*Reading passage:*
▬▬▬▬▬▬▬▬▬▬

In this model, developing unsafe abstractions has moved from a complex exercise in reverse-engineering the semantics of the language and of your code, into a more iterative process that naturally evolves from the unsafe block, which is the root of all unsafe development workflows, via a stream of small, simple, and self-contained abstraction design decisions.

Certainly, the price to pay for making each of these decisions easier is that there are more of them along the way. But overall, I think that when dealing with limited human brains, this is almost always the right trade-off.

This will not resolve anything!

…nor does it have to. It is intended as a step forward, not as a silver bullet.

The process of making Unsafe Rust easier to understand and use has begun a long time ago, with the first visible milestone being perhaps the publication of the Nomicon. It has gone through a large amount of intemediary steps, involving many blog posts, the Rust Belt project, and the ongoing unsafe Rust guidelines and memory model efforts.

Not every step was a direct success. Some RFCs were rejected, some std APIs like scoped threads had to be discarded in a backwards-incompatible way because even the best Rust devs could not fully tell what is safe from what isn’t. But even these apparent failures turned out to be mere learning experiences, which the community could use to move forward and avoid making the same mistake twice. Now we have sound scoped threads. Well, as far as we can tell, anyway :stuck_out_tongue:

This pre-RFC is intended to be a stepping stone towards a future of easier unsafe development, which of course may never materialize:

  • By clarifying what unsafe Rust is about, it allows Rust’s famed static analysis tools (including rustc’s warnings and clippy) to go further in their analysis than was ever possible before, and hopefully to ultimately help unsafe code developers more at their task instead of less (since, by common agreement, they are the Rust developers who need most help).

▬▬▬▬▬▬▬▬▬▬

*Information supplied:*

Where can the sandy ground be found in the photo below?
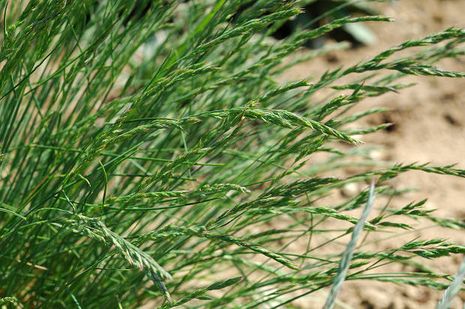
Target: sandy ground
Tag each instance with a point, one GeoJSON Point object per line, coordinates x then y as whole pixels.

▬▬▬▬▬▬▬▬▬▬

Copy the part of the passage on unsafe Rust between "Certainly, the price" and "memory model efforts.", inclusive, putting "compromise" in place of "trade-off".

*Exercise output:*
Certainly, the price to pay for making each of these decisions easier is that there are more of them along the way. But overall, I think that when dealing with limited human brains, this is almost always the right compromise.

This will not resolve anything!

…nor does it have to. It is intended as a step forward, not as a silver bullet.

The process of making Unsafe Rust easier to understand and use has begun a long time ago, with the first visible milestone being perhaps the publication of the Nomicon. It has gone through a large amount of intemediary steps, involving many blog posts, the Rust Belt project, and the ongoing unsafe Rust guidelines and memory model efforts.